It is only a matter of time before our world turns deep green. And this is not because there is a moral imperative to do so. If that were the case we would have been bleeding green 37 years ago at the time of the first Earth Day. Unfortunately, by almost any measure we do not live in a moral world. However, the world that we live in is economically rational. When it matters to our pocketbooks, we accept change. This will apply to moving from a world dominated by fossil fuel to an energy-neutral world. And along the way there will be dramatic emission reductions.
But the answer to “if” and “when” we get there depends upon the green movement passing two tests:
- Green buildings need to be economically viable.
- Green buildings must be design neutral, melding into normal design and construction.
What Is Green?
While there are various definitions of “green,” think of green buildings as those that have achieved a reduced ecological footprint by harvesting energy, water and materials as well as mitigating impacts on human health and the environment. A green building has a healthy life cycle through its design, construction, operation and maintenance.

□ □ □ □ □ □ □

[Exercise task A]:
In the data records, rewrite everything from the line containing "of the triangular" down to the end of the listing, substituting "pennant" for "bunting flag" and leaving all else untouched.

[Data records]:
□ □ □ □ □ □ □

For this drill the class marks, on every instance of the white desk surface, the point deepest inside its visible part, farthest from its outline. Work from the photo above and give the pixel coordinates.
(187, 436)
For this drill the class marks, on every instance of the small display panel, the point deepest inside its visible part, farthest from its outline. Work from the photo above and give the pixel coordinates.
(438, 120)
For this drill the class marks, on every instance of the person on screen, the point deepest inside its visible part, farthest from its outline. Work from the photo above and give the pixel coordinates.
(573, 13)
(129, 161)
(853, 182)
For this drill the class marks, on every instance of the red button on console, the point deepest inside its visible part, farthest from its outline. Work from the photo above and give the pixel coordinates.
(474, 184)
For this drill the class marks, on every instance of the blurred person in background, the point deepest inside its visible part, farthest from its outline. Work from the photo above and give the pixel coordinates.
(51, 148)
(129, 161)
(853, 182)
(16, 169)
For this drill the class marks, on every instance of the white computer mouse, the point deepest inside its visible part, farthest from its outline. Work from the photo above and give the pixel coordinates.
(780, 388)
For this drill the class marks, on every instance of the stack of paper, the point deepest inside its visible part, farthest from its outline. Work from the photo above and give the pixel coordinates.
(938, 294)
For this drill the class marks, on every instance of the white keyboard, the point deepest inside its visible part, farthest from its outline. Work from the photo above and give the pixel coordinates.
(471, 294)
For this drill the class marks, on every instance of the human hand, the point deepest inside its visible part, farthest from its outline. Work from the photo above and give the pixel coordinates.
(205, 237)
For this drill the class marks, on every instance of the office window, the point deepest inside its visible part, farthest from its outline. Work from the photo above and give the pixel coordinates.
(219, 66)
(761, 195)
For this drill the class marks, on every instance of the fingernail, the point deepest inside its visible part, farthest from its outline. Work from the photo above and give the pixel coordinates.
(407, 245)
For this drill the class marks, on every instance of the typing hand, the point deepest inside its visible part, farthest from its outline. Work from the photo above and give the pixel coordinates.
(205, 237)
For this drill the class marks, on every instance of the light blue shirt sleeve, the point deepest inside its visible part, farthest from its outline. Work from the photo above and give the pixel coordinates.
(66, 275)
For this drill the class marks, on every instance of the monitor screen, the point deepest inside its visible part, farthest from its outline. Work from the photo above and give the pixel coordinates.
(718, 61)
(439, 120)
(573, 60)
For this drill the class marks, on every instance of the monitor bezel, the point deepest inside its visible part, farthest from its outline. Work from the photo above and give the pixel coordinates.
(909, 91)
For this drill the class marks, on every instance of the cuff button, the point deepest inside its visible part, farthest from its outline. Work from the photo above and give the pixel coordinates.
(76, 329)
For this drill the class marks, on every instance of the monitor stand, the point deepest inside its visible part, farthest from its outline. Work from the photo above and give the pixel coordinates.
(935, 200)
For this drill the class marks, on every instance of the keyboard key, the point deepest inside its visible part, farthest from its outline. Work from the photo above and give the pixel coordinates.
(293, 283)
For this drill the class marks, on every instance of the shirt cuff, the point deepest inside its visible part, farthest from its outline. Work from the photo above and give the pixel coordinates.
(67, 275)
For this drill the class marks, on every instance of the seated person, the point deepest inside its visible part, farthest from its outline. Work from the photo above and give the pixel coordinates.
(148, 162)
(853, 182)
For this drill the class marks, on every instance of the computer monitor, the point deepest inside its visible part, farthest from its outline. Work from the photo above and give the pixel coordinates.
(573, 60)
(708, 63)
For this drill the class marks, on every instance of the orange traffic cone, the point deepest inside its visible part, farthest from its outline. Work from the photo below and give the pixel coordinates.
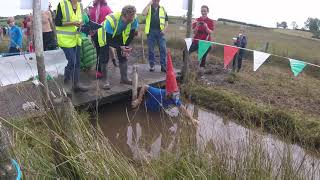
(171, 81)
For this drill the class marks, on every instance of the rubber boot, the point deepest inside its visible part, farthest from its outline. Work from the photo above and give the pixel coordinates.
(67, 86)
(104, 70)
(124, 73)
(76, 87)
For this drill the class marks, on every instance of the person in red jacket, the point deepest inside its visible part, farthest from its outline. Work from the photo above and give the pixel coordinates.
(202, 28)
(98, 14)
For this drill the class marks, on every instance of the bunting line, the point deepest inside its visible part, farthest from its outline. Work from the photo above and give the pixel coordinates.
(311, 64)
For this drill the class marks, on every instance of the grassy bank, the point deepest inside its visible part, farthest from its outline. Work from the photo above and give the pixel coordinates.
(284, 122)
(90, 155)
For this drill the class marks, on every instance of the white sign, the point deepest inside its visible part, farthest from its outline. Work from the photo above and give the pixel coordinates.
(28, 4)
(185, 4)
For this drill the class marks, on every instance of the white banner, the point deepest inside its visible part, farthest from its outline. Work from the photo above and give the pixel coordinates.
(188, 42)
(28, 4)
(258, 59)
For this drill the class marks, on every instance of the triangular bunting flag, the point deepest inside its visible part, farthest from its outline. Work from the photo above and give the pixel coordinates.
(297, 66)
(203, 47)
(258, 59)
(188, 42)
(229, 53)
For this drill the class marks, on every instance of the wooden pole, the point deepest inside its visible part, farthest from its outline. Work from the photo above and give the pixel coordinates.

□ □ □ □ □ □ □

[Exercise task B]:
Answer these questions using the passage on green buildings:
(i) How many years ago was the first Earth Day, according to the passage?
(ii) What does the first test say green buildings need to be?
(iii) Which three things do green buildings harvest?

[Reply A]:
For this drill the class marks, on every instance of the triangular pennant, the point deepest inside its visible part, farthest from its outline. Work from the photo above and give the pixel coordinates.
(297, 66)
(203, 47)
(258, 59)
(188, 42)
(229, 53)
For this drill the class marks, on every instance of the wooden pole, the point deepest inside its visible part, farthest from its outline. Work from the photo above and give the pixel coordinates.

[Reply B]:
(i) 37 years ago.
(ii) Economically viable.
(iii) Energy, water and materials.